Quote the listing below word for word, leaving out the pictures.

○ ○ ○ ○ ○

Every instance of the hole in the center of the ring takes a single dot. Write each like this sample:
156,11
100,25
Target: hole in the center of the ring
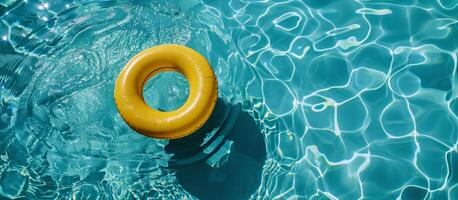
166,91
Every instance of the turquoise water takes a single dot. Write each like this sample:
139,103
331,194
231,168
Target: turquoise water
352,99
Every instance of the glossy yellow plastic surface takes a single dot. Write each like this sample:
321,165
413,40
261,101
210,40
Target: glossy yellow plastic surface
203,92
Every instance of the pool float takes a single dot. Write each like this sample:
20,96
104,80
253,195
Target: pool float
203,92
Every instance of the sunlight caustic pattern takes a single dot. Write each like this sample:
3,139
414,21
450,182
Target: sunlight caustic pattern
356,99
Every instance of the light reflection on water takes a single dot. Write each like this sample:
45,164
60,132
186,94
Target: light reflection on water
354,99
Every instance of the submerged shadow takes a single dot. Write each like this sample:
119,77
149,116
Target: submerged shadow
239,175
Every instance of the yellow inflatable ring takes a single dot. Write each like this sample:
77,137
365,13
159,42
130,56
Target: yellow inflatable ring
128,92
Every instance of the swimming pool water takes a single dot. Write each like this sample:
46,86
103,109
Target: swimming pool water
353,99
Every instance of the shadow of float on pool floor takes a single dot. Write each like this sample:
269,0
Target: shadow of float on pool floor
239,176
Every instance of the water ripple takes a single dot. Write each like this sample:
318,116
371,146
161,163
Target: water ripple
355,99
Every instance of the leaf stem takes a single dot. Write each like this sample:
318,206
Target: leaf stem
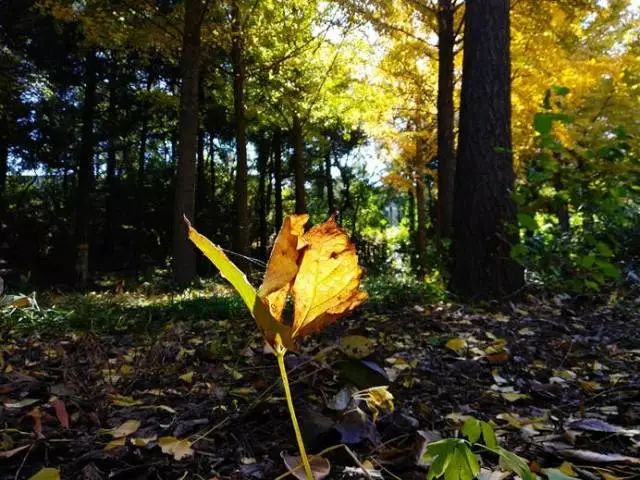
280,351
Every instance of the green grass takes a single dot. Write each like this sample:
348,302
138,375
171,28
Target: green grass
134,312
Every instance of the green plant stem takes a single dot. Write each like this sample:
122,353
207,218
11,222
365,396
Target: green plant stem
280,351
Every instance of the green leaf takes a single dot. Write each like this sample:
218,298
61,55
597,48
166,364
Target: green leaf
513,463
608,269
453,459
604,249
471,429
527,221
46,474
239,281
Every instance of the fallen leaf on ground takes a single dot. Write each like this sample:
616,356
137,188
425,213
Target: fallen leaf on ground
320,466
47,474
179,448
127,428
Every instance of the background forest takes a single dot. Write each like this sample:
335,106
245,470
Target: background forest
117,117
482,159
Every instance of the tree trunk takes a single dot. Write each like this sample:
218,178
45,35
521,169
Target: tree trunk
421,227
446,153
327,175
241,198
212,172
298,164
277,179
111,179
484,212
184,259
4,166
263,156
411,213
85,170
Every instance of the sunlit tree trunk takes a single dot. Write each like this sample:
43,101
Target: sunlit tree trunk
484,211
446,153
241,198
298,165
85,169
329,180
263,157
111,179
277,179
4,166
184,259
421,209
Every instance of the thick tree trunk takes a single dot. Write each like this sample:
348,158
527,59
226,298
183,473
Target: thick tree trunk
484,212
263,156
298,165
277,179
184,258
329,181
446,153
201,184
85,170
241,198
4,167
411,212
111,178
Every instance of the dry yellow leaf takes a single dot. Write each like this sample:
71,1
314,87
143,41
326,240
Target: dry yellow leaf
127,428
176,447
283,264
457,344
328,280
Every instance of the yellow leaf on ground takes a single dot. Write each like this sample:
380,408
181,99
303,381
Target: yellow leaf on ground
320,466
327,285
356,346
127,428
234,275
115,443
282,267
176,447
46,474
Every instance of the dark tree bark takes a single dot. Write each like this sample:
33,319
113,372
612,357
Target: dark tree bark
263,157
277,179
111,178
411,212
329,181
446,153
484,212
4,165
241,199
201,184
184,258
298,165
85,169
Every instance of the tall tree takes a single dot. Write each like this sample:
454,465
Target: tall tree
184,258
85,168
484,212
241,198
446,152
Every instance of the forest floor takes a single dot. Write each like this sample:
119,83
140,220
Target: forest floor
199,397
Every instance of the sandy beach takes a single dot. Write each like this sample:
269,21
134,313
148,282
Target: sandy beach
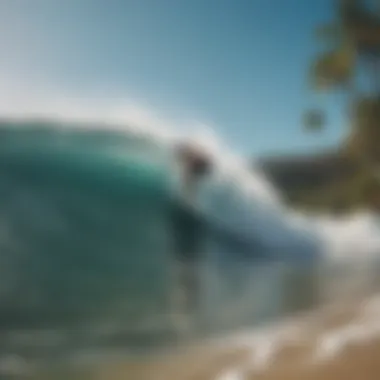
340,342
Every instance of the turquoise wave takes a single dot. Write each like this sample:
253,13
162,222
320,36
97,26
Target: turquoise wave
89,223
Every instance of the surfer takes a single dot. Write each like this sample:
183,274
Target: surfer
188,231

○ ○ ○ ○ ○

Written solution:
Every instance of the hole in the center of the ring takes a single dot. Write each like this sample:
156,11
100,25
Target: hole in the center of the ring
166,91
Every instance of the turquoise water takes a single dot. Write each like this sample:
139,103
331,194
231,168
Target: turquoise water
352,99
Every instance of the glossy yellow plastic surface takes a single dot. Write each like this sample:
321,165
413,40
261,101
210,40
Target: glossy yellow plastic surface
203,92
Every instance of the pool float takes a single dot. Write each like this sample:
20,96
104,80
253,195
Target: pool float
203,92
Every instance of the sunlight caustic pattern takes a single dot. Write each like this sample:
3,139
414,21
450,182
Target: sunlight caustic pattern
356,99
Every instance of the light reflection on water takes a single dot. Write each like this sample:
45,164
60,132
186,94
Target: light reflection on water
354,99
Every instance of the submerged shadow takes a single dot. Write each like this sample:
119,77
149,116
Target: submerged shadow
239,175
Every instance of the yellow inflatable ring takes a single dot. Write each like this sample:
77,137
365,13
159,42
130,56
Target: yellow inflatable ring
128,92
Every instance of the swimming pool water takes a single dot. Write each like this sample:
46,86
103,109
Target: swimming pool water
353,99
Every instance of the shadow of float on pool floor takes a single dot. Write each like this sample:
269,0
Target: shadow of float on pool floor
239,176
Every instance of the water ripple takes a single dot. Write each like this sample:
318,116
371,146
161,163
Target: water ripple
355,99
Every instance of the leaf stem takes a single dot. Write each like this sample:
318,206
Target: leaf stem
280,351
Every instance of the green grass takes a single dot. Write each like this sample:
348,302
138,375
171,28
Target: green grass
134,312
Every instance of the green plant stem takes a single dot. Write each like this sample:
122,353
207,218
11,222
365,396
Target: green plant stem
280,351
Every instance of the green leaf takes a single dot. Write each like this sample:
218,298
61,55
597,48
166,364
Target: green leaf
513,463
608,269
453,459
604,249
471,429
527,221
46,474
239,281
Every instance of the fallen leaf on ground takes a single dot. Write each like this sample:
616,356
137,188
425,213
Target: fallen leaf on ground
320,466
47,474
179,448
127,428
Every instance of the background forest takes a single dot. Write each like this sample:
335,106
245,470
Target: background forest
117,117
482,159
Every instance of the tree trunk takes a single dot. Write each like this sample:
218,178
45,35
521,169
Target: tree trunk
421,227
446,153
327,175
241,198
212,172
298,164
277,179
111,179
484,212
184,259
4,166
263,156
411,213
85,170
Every instance of the sunlit tree trunk takes a single dot. Write each like this sample:
43,101
Target: sunlit tree trunk
484,211
446,153
241,198
298,165
85,169
329,180
263,157
111,179
277,179
4,166
184,259
421,209
Every instance of the thick tree trunk takes a single dot. Write each like this sample:
348,158
527,59
226,298
183,473
Target: thick tree trunk
484,212
263,156
298,165
277,179
184,258
329,181
446,153
201,184
85,170
241,198
4,167
411,212
111,178
Every instance of the dry yellow leaf takes a single dot. Write each like this sample:
71,1
314,87
143,41
326,240
Target: dry yellow leaf
127,428
176,447
283,264
457,344
328,280
Every instance of the yellow leaf on ground takes a single dot. Write each like this sample:
380,408
181,99
303,381
Target: yellow leaf on ground
320,466
327,285
356,346
127,428
234,275
115,443
282,267
176,447
46,474
Every instance of the dark tree bark takes a single dot. Write each like this sample:
33,319
113,372
612,357
Target: dark tree bark
263,157
277,179
111,178
411,212
329,181
446,153
484,212
4,165
241,199
201,184
184,258
298,165
85,169
Every instance of the tall tree takes a single dot. Write each like this sample:
454,465
Target: tall tree
184,258
85,168
484,212
241,198
446,152
Every instance of the forest floor takes a single dot. Write each like this sample:
119,83
140,220
Target: forest floor
199,397
Every instance of the sandy beach takes a single dot. Write each like this sample:
269,21
134,313
148,282
Target: sandy beach
340,342
Every instance of the turquoise wave takes a single dot. Write each like this sample:
253,13
162,222
320,36
97,26
Target: turquoise wave
89,223
Every instance of the surfer takes a single dot. Write each like this sample:
183,274
Target: surfer
188,231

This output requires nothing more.